[[ Text block open ]]
DOUBLE DOSE: Worrying reports show that people can catch two different strains of Covid at once
It has been a global concern of late that the deadly coronavirus is capable of mutating in several ways, with new strains discovered in Kent in the UK, South Africa and Brazil, thought to be far more contagious than the original virus. But in an even more worrying development, scientists in Brazil revealed that two people in their 30s tested positive for BOTH the P1 and P2 strains of the Brazilian variant.
While leading researcher Dr Fernando Spilki, a virologist at Feevale University in Rio Grande do Sul state, has indicated that co-infection is only likely when several variants are present in very large numbers, it does open the door to the possibility of the virus mutating all the more effectively, and even becoming resistant to vaccines.
“These co-infections can generate combinations and generate new variants even more quickly than has been happening,” Dr Spilki said, according to Reuters.
“It would be another evolutionary pathway for the virus,” Dr Spilki said.
The Brazilian variant has been causing concern worldwide, with many countries choosing to prohibit air travel from the country in an attempt to stem the spread of the mutant strain.
[[ Text block closed ]]
[[ Information shown open ]]
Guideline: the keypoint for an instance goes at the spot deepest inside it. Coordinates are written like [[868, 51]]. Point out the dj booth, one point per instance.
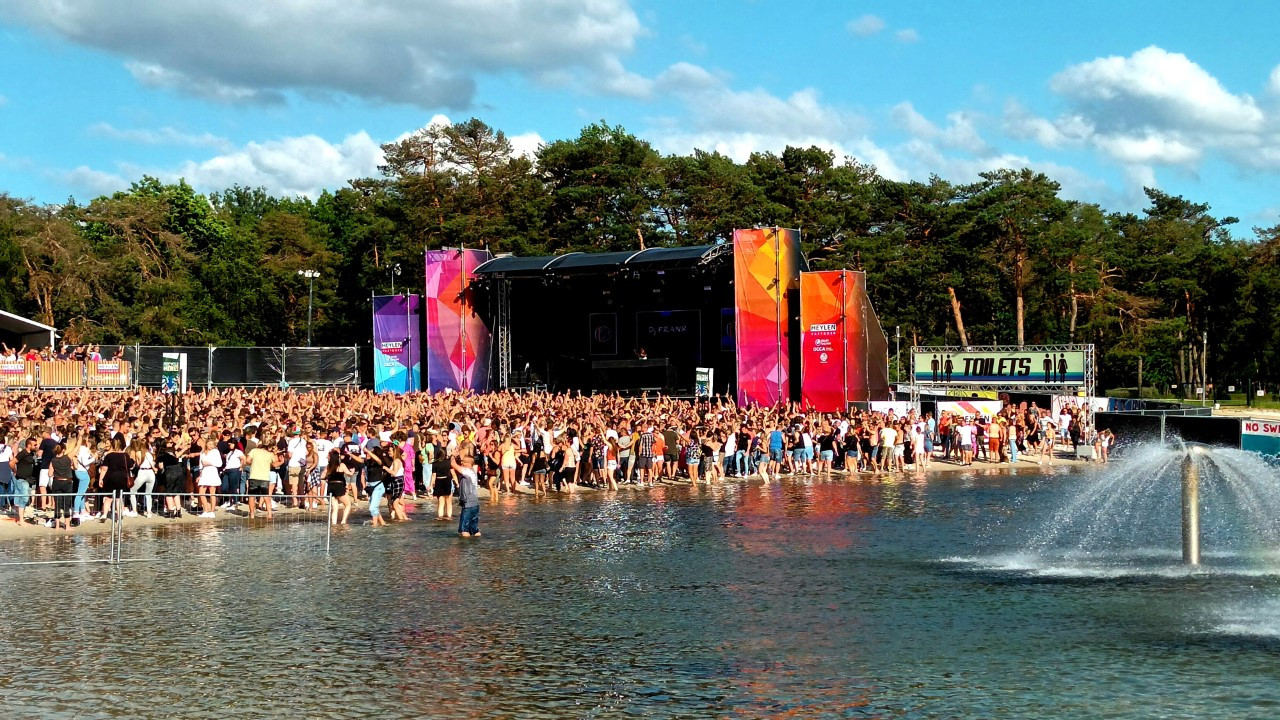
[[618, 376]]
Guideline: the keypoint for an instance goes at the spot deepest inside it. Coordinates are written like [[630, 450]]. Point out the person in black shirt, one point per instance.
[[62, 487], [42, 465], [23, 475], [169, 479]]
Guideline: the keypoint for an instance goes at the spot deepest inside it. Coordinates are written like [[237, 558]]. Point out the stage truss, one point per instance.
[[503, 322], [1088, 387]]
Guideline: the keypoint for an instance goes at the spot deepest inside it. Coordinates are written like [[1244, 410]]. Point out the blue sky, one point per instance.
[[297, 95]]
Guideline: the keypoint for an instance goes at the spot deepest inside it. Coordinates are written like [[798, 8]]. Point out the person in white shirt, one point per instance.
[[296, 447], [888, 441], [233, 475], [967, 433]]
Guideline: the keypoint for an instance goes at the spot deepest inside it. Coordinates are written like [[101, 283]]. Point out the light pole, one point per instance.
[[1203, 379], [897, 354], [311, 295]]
[[ Information shown closed ]]
[[ Information shown open ]]
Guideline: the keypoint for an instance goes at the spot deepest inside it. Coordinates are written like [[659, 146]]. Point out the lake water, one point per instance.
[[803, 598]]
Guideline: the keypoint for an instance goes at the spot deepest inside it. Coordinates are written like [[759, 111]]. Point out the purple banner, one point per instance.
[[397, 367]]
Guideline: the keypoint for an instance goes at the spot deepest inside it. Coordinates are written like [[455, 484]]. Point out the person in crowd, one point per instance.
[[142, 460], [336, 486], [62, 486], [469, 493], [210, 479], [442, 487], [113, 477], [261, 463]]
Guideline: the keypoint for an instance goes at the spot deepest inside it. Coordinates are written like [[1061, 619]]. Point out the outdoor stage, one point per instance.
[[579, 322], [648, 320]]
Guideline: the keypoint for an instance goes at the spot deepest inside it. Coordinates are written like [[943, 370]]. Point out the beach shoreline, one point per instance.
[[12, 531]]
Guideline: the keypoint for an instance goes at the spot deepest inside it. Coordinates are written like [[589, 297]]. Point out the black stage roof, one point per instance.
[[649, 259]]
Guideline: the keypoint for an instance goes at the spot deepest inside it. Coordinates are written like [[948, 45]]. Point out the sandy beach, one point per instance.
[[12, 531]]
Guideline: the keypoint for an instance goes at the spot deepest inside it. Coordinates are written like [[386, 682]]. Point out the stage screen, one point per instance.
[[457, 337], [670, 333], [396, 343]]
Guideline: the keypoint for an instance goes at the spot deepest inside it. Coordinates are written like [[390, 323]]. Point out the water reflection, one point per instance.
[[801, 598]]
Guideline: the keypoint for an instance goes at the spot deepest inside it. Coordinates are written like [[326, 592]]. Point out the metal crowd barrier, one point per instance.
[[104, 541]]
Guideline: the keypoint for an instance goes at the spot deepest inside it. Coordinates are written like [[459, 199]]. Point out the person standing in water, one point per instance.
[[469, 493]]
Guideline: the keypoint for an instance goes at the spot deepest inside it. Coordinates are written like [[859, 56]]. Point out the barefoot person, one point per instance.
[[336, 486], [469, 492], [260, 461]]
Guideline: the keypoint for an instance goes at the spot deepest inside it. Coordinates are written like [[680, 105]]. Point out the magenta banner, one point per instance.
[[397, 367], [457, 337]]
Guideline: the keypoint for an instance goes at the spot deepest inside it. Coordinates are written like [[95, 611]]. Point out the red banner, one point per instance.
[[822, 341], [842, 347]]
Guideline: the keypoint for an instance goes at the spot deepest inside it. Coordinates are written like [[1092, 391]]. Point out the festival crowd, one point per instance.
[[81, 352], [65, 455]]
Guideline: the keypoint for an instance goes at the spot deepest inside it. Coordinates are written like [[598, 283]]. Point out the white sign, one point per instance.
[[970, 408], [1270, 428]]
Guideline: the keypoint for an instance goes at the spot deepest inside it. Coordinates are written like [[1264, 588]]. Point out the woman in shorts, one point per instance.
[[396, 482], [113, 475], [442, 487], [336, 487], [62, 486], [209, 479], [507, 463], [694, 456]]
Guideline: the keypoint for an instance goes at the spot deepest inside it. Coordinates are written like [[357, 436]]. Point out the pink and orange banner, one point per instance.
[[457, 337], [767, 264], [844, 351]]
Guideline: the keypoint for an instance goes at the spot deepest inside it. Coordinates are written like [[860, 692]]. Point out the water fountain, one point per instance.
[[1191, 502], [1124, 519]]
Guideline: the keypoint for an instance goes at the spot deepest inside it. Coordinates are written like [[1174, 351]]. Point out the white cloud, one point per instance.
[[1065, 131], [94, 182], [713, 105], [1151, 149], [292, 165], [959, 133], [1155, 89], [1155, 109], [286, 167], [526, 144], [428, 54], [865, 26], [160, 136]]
[[ Information shown closed ]]
## Your objective
Could you continue the article about people catching two Covid strains at once, starting after its final paragraph?

## Answer space
On February 3, Spain’s Minister of Finance and government spokesperson, María Jesús Montero, took what was described as “decisive action” and approved restrictions for all flights that connect Spain with Brazil and South Africa for at least two weeks.
While scientists admit that it is “rare” to become infected with two strains of Covid, since usually there is one predominant type in a particular area, it is entirely possible.
“It is perfectly possible for a child attending a primary school to get infected with one variant of Covid-19, and an older sibling to attend secondary school and get infected with a different Covid-19 variant – and for both children to bring their viruses home to infect each other – and their parents with both variants,” Dr Julian Tang, a professor in respiratory sciences at the University of Leicester, told MailOnline.